THE EXERCISE -
Format the lines from the very first one through the line holding "6 57 166 146", inclusive, as a JSON list of strings with one string per line, leaving out blank lines.

# start of INPUT DATA

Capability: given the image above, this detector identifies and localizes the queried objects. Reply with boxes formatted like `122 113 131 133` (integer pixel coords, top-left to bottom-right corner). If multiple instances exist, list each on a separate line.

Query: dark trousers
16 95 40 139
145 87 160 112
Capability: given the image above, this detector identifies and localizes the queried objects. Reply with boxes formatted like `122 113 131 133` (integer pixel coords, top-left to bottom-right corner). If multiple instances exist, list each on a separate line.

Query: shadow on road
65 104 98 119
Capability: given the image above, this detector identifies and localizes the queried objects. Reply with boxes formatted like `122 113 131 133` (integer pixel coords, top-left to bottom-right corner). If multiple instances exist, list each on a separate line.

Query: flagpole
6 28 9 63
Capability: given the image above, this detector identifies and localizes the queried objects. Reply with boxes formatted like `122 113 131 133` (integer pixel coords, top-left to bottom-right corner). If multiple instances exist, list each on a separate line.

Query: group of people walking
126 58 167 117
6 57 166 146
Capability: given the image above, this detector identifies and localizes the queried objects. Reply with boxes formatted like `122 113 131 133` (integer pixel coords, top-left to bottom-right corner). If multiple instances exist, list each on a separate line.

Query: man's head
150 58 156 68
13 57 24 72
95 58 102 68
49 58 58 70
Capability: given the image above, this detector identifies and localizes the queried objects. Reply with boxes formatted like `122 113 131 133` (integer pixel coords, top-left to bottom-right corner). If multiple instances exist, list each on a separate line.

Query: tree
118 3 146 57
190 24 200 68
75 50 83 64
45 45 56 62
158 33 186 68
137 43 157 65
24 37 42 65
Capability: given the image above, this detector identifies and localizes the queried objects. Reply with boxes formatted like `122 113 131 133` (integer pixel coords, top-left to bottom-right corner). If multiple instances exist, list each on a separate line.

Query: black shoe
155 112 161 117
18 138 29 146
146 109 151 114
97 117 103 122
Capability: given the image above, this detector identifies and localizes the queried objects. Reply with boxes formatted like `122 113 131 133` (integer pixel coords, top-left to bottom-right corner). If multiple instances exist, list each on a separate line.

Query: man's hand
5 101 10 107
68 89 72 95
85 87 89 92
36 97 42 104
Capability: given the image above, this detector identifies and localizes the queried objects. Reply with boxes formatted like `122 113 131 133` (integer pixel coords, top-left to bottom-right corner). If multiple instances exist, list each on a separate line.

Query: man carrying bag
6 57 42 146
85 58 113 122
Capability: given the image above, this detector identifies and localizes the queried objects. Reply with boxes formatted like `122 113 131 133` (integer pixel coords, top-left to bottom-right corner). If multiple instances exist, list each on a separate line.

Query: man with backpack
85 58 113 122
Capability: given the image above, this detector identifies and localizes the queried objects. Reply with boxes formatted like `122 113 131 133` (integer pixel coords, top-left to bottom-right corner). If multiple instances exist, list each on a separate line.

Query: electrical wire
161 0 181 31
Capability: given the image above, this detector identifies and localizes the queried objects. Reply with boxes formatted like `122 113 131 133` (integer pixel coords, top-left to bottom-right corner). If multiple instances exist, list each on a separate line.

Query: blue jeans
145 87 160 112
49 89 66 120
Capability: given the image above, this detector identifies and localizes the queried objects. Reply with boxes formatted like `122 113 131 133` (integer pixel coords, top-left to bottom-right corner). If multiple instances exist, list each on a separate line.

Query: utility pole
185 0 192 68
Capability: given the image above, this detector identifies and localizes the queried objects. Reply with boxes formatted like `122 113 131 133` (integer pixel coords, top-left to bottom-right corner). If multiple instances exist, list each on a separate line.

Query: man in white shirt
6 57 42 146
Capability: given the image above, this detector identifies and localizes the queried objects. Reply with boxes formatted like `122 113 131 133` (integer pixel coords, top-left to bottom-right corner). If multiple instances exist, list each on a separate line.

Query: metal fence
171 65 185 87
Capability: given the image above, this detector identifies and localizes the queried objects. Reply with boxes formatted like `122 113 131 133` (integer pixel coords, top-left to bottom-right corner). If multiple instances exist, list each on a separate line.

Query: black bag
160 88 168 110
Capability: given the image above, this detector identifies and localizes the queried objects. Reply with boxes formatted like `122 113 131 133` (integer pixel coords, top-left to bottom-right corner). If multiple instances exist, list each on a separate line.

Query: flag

# end of INPUT DATA

EXERCISE SOLUTION -
[
  "Capability: given the image above, this detector identifies and localizes the queried objects. Reply with boxes formatted like `122 113 131 133` (integer pixel coords, top-left to bottom-right corner). If multiple instances exist, list each on a separate line.",
  "Query: dark trousers",
  "16 95 40 139",
  "145 87 160 112",
  "Capability: given the image above, this detector identifies and localizes the queried objects. Reply with boxes formatted like `122 113 131 133` (integer pixel coords, top-left to bottom-right corner). If multiple instances exist, list each on a separate line.",
  "Query: shadow on road",
  "65 104 98 119",
  "Capability: given the image above, this detector identifies and localizes the queried objects. Reply with boxes formatted like `122 113 131 133` (integer pixel coords, top-left to bottom-right corner). If multiple instances exist, list each on a separate line.",
  "Query: flagpole",
  "6 28 9 63",
  "Capability: given the image above, this detector identifies and localizes the queried objects. Reply with boxes formatted like `122 113 131 133` (integer pixel coords, top-left to bottom-right corner). If multiple instances exist, list each on a separate line.",
  "Query: group of people walking",
  "126 58 167 117",
  "6 57 166 146"
]